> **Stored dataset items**
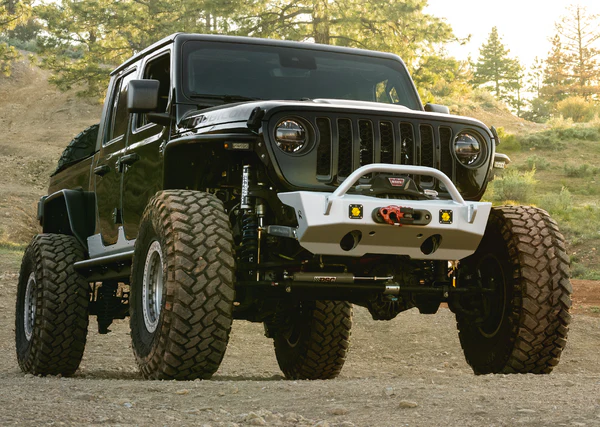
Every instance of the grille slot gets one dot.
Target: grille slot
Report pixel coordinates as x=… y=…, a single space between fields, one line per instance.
x=324 y=148
x=365 y=128
x=408 y=144
x=386 y=130
x=427 y=156
x=446 y=151
x=345 y=147
x=346 y=143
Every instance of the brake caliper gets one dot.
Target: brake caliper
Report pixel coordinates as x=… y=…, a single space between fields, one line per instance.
x=396 y=215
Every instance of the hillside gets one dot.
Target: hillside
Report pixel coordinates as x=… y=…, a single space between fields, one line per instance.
x=37 y=122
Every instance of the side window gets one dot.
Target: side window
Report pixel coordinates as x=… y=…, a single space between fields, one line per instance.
x=158 y=69
x=119 y=116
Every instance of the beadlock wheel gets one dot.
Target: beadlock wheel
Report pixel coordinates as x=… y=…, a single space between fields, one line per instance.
x=152 y=288
x=520 y=322
x=182 y=286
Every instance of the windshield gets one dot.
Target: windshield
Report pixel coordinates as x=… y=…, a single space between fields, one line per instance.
x=235 y=71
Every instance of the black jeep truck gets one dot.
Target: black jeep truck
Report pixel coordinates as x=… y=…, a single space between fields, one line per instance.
x=279 y=182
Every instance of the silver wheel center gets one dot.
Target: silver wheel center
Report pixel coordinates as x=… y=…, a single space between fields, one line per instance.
x=152 y=287
x=29 y=309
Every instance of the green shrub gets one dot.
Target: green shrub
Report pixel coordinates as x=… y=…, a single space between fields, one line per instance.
x=576 y=108
x=546 y=140
x=486 y=100
x=508 y=141
x=537 y=162
x=557 y=137
x=578 y=171
x=557 y=203
x=514 y=185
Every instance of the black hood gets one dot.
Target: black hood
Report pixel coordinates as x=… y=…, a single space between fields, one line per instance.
x=237 y=115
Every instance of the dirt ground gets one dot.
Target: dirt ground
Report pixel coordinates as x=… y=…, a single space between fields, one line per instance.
x=406 y=372
x=37 y=122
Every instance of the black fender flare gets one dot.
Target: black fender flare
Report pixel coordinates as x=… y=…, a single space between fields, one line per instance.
x=71 y=212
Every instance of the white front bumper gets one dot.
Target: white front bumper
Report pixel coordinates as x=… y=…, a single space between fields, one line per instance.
x=325 y=218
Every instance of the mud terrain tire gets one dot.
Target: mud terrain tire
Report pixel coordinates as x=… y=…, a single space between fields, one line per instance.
x=52 y=307
x=82 y=146
x=182 y=286
x=522 y=261
x=311 y=342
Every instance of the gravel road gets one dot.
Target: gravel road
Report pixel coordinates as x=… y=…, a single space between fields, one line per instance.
x=409 y=371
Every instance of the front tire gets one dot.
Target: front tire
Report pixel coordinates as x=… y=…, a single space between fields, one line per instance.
x=311 y=341
x=182 y=286
x=522 y=267
x=52 y=307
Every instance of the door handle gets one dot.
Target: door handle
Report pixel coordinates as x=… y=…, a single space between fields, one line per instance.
x=101 y=170
x=128 y=160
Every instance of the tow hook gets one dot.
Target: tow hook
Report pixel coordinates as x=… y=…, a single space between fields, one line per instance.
x=396 y=215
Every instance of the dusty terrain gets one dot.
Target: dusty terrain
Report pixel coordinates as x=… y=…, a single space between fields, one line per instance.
x=37 y=123
x=409 y=371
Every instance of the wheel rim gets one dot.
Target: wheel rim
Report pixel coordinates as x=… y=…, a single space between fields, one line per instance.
x=152 y=288
x=29 y=308
x=492 y=279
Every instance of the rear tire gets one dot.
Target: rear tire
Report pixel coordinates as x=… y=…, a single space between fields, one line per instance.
x=182 y=286
x=52 y=307
x=311 y=341
x=522 y=263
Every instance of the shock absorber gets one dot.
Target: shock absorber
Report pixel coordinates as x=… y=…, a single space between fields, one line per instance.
x=249 y=246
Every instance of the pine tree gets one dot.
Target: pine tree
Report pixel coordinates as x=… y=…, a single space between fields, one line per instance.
x=12 y=13
x=578 y=32
x=535 y=77
x=556 y=74
x=495 y=70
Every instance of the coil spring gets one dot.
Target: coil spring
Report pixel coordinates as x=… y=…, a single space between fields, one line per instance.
x=249 y=238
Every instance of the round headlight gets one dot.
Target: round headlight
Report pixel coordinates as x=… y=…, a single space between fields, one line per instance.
x=291 y=136
x=467 y=147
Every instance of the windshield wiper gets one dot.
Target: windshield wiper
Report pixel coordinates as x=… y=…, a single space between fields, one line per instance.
x=226 y=98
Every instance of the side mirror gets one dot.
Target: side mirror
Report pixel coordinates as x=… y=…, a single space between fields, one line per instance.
x=142 y=96
x=436 y=108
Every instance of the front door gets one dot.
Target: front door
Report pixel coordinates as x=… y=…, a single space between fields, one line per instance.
x=143 y=177
x=107 y=171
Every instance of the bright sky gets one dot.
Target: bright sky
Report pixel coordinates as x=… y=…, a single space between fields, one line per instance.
x=524 y=25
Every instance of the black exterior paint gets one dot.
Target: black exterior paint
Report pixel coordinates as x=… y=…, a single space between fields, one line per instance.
x=191 y=154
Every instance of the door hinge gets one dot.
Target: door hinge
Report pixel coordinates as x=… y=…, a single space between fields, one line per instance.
x=117 y=216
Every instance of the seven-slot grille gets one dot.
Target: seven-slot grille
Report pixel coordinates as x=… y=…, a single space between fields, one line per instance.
x=346 y=144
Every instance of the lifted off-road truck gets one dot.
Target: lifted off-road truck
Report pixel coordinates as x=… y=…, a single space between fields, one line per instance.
x=278 y=182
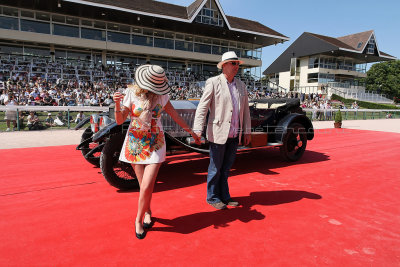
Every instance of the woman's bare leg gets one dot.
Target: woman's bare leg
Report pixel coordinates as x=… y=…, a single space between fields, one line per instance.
x=139 y=170
x=146 y=190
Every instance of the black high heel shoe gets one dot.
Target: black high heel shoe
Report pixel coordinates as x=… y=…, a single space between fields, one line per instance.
x=140 y=236
x=148 y=225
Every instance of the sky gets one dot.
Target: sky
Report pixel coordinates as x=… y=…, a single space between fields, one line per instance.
x=331 y=18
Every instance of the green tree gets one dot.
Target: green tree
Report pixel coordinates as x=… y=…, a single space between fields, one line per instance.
x=384 y=78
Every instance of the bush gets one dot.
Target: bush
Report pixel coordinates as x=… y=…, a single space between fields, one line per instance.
x=338 y=116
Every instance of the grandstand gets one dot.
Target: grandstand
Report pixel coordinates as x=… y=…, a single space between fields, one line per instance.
x=69 y=42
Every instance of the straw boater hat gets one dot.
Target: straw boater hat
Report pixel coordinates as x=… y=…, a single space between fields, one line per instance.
x=152 y=78
x=229 y=56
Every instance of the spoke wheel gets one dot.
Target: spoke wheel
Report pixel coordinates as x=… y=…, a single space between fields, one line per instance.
x=117 y=173
x=294 y=142
x=95 y=160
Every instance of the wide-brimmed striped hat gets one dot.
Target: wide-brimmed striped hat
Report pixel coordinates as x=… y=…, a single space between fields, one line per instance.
x=152 y=78
x=227 y=57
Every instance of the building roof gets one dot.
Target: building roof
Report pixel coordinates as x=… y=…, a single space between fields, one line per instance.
x=354 y=39
x=182 y=13
x=309 y=44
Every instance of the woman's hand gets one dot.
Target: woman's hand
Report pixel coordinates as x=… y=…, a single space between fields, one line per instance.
x=118 y=97
x=196 y=138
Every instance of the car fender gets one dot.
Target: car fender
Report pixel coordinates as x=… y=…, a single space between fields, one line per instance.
x=82 y=123
x=283 y=124
x=109 y=129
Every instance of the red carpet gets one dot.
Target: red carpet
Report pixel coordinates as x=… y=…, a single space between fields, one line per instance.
x=338 y=206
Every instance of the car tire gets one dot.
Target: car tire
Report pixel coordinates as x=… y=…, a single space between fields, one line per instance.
x=294 y=142
x=85 y=149
x=117 y=173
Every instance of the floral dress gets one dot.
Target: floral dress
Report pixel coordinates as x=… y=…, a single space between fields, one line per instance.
x=142 y=146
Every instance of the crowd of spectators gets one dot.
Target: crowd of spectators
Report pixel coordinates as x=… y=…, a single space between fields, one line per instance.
x=37 y=82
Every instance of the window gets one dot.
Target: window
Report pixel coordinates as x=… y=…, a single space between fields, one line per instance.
x=185 y=46
x=202 y=48
x=35 y=26
x=326 y=78
x=65 y=30
x=42 y=16
x=10 y=11
x=118 y=37
x=93 y=34
x=8 y=23
x=371 y=46
x=57 y=18
x=73 y=21
x=164 y=43
x=142 y=40
x=312 y=78
x=209 y=15
x=27 y=14
x=37 y=51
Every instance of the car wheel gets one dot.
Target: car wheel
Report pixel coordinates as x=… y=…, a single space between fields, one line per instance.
x=117 y=173
x=294 y=142
x=95 y=160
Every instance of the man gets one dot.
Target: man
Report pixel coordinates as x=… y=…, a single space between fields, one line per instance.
x=226 y=98
x=49 y=121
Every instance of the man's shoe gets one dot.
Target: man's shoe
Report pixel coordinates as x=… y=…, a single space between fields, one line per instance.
x=232 y=203
x=218 y=205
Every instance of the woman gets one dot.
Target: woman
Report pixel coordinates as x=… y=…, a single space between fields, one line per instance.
x=10 y=114
x=144 y=145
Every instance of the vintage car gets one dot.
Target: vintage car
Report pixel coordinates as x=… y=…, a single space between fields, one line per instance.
x=275 y=123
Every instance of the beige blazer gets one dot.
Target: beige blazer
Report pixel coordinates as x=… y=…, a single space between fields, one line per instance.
x=217 y=98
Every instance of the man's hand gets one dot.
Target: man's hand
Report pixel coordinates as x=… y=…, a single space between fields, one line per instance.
x=117 y=97
x=196 y=139
x=198 y=134
x=247 y=139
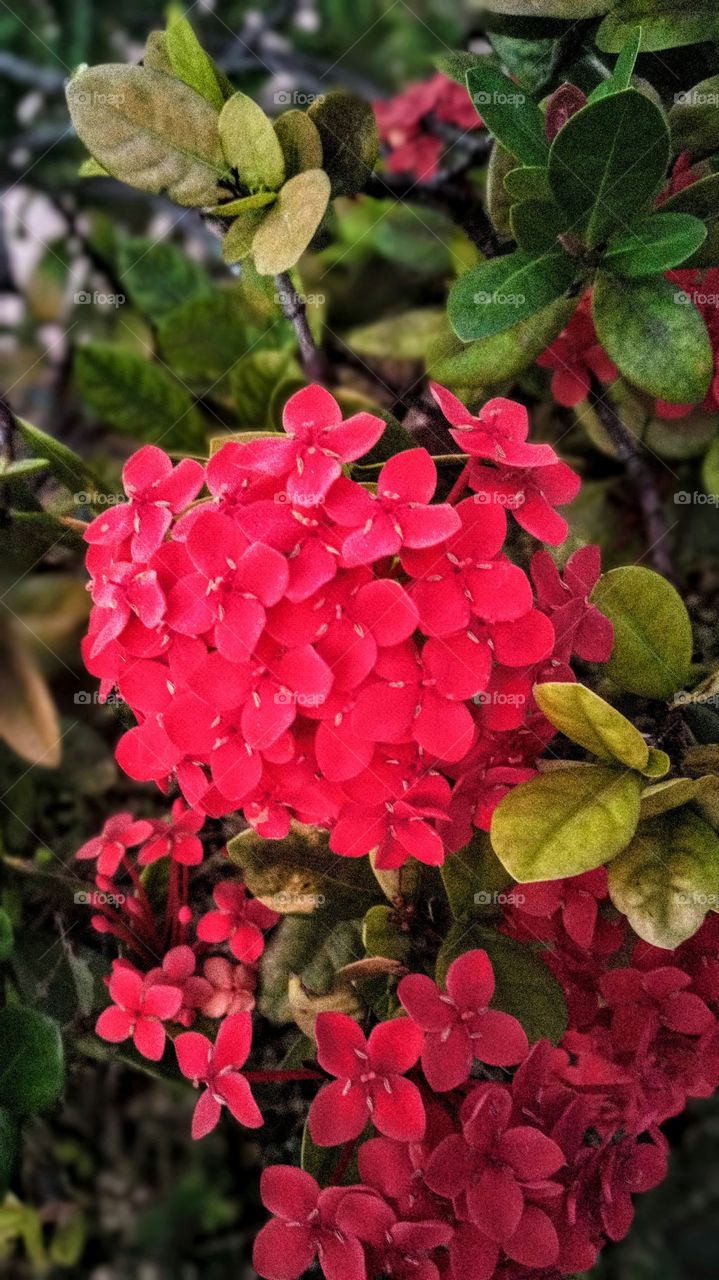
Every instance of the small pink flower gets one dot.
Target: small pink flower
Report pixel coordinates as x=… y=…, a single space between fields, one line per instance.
x=216 y=1066
x=138 y=1010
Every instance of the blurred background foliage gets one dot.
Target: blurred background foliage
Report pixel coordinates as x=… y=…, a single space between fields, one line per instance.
x=118 y=323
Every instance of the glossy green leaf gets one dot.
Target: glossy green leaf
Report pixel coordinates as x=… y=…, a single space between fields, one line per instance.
x=33 y=1060
x=150 y=131
x=251 y=145
x=665 y=23
x=189 y=62
x=499 y=293
x=566 y=822
x=536 y=224
x=585 y=718
x=137 y=397
x=653 y=634
x=655 y=337
x=509 y=113
x=300 y=141
x=608 y=163
x=291 y=223
x=349 y=138
x=525 y=986
x=655 y=245
x=668 y=878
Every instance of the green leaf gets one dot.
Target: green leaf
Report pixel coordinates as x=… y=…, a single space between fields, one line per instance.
x=655 y=337
x=406 y=336
x=288 y=228
x=9 y=1137
x=7 y=940
x=300 y=141
x=511 y=115
x=494 y=360
x=668 y=878
x=159 y=275
x=525 y=986
x=623 y=71
x=252 y=383
x=381 y=935
x=33 y=1061
x=566 y=822
x=349 y=138
x=608 y=163
x=65 y=465
x=497 y=295
x=695 y=118
x=474 y=880
x=584 y=717
x=671 y=794
x=665 y=23
x=138 y=397
x=529 y=182
x=251 y=145
x=653 y=634
x=655 y=245
x=536 y=224
x=150 y=131
x=191 y=64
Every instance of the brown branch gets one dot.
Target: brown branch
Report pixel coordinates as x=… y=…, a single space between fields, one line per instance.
x=642 y=478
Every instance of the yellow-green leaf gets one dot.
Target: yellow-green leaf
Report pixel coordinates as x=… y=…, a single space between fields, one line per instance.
x=150 y=131
x=291 y=223
x=584 y=717
x=566 y=822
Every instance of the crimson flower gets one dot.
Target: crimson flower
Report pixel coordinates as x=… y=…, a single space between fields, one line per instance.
x=577 y=622
x=138 y=1010
x=370 y=1080
x=216 y=1066
x=239 y=920
x=305 y=1228
x=156 y=490
x=317 y=444
x=575 y=357
x=119 y=833
x=398 y=515
x=177 y=840
x=497 y=1169
x=458 y=1025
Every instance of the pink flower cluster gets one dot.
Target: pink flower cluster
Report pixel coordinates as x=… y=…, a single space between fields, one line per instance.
x=357 y=657
x=404 y=123
x=472 y=1175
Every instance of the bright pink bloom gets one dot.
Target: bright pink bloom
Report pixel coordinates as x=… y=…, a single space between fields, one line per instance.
x=458 y=1025
x=239 y=920
x=138 y=1010
x=216 y=1066
x=370 y=1080
x=119 y=833
x=305 y=1228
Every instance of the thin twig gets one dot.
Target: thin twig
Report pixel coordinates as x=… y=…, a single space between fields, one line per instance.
x=641 y=476
x=294 y=310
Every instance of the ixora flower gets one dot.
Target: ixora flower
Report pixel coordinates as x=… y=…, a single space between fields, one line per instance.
x=216 y=1068
x=138 y=1010
x=370 y=1080
x=457 y=1024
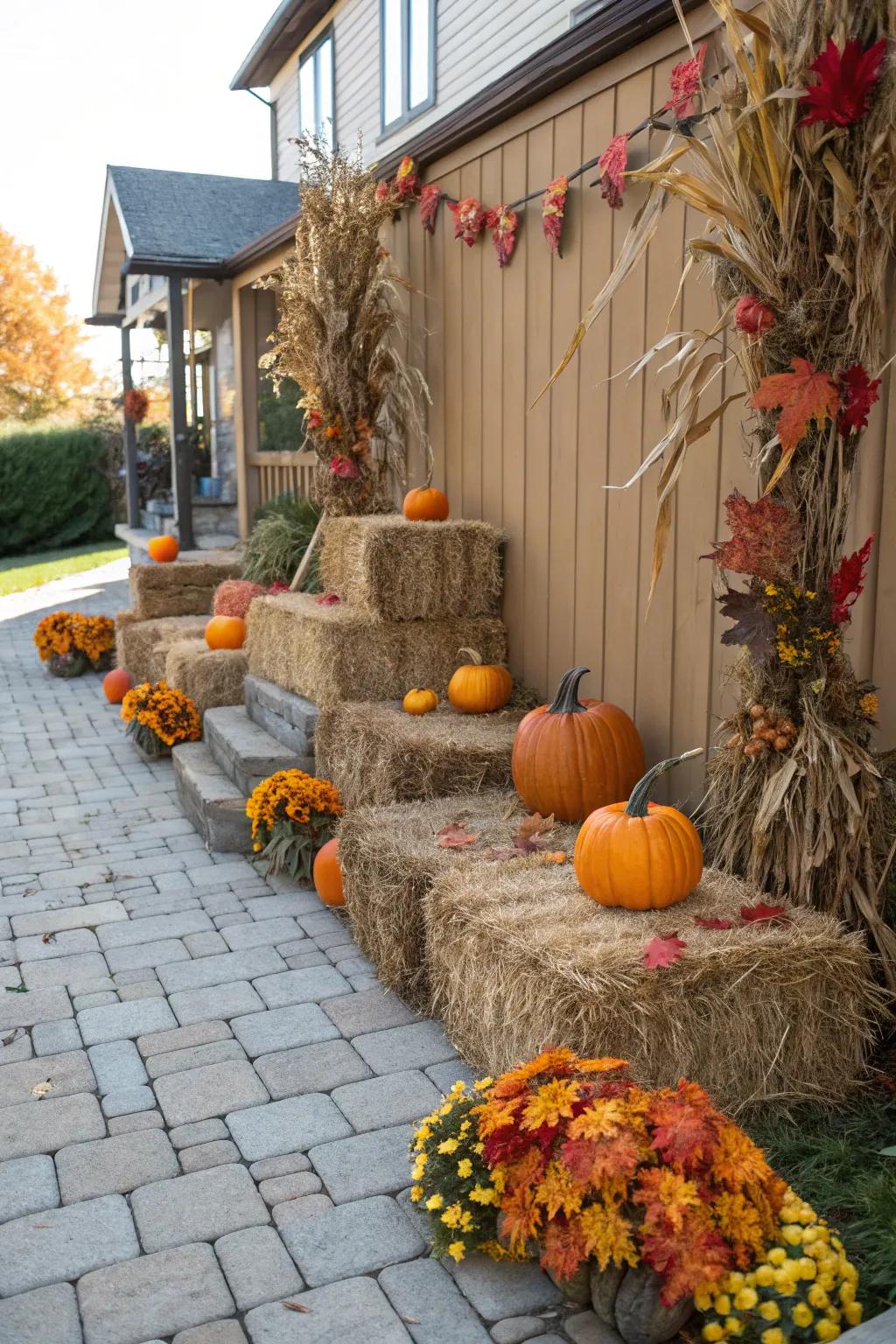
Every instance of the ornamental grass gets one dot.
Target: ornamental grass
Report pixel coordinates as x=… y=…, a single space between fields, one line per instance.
x=291 y=815
x=158 y=717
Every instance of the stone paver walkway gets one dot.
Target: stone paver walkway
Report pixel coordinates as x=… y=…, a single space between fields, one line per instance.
x=206 y=1097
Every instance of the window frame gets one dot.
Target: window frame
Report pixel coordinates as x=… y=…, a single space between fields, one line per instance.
x=407 y=112
x=309 y=52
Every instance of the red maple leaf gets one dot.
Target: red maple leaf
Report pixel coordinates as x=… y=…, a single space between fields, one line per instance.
x=848 y=582
x=760 y=913
x=662 y=952
x=612 y=164
x=765 y=536
x=803 y=396
x=845 y=84
x=684 y=84
x=858 y=396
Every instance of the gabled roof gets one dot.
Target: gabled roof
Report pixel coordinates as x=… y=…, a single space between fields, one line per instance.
x=156 y=222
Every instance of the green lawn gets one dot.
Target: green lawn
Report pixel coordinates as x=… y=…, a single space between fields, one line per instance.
x=23 y=571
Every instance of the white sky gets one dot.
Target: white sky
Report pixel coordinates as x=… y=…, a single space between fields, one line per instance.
x=140 y=82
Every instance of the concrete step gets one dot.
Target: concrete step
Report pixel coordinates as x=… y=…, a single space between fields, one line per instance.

> **EXERCISE INSTRUCTIONS**
Print the lines above from the one with "Every instance of the white front" through the one with "Target: gravel road", both included, exactly as written and nothing more.

> **WRITTEN ANSWER**
Every instance of the white front bumper gets one dot.
Target: white front bumper
Report pixel coordinates as x=… y=…, a single space between fields, one line per instance.
x=325 y=218
Every instance of the mud terrain tire gets one dot.
Target: mud terrain tire
Report pixel coordinates as x=… y=…, a single space between fields, one line per instance.
x=52 y=307
x=82 y=146
x=182 y=286
x=522 y=261
x=311 y=342
Every instance of the gravel road gets one dot.
Target: gravel road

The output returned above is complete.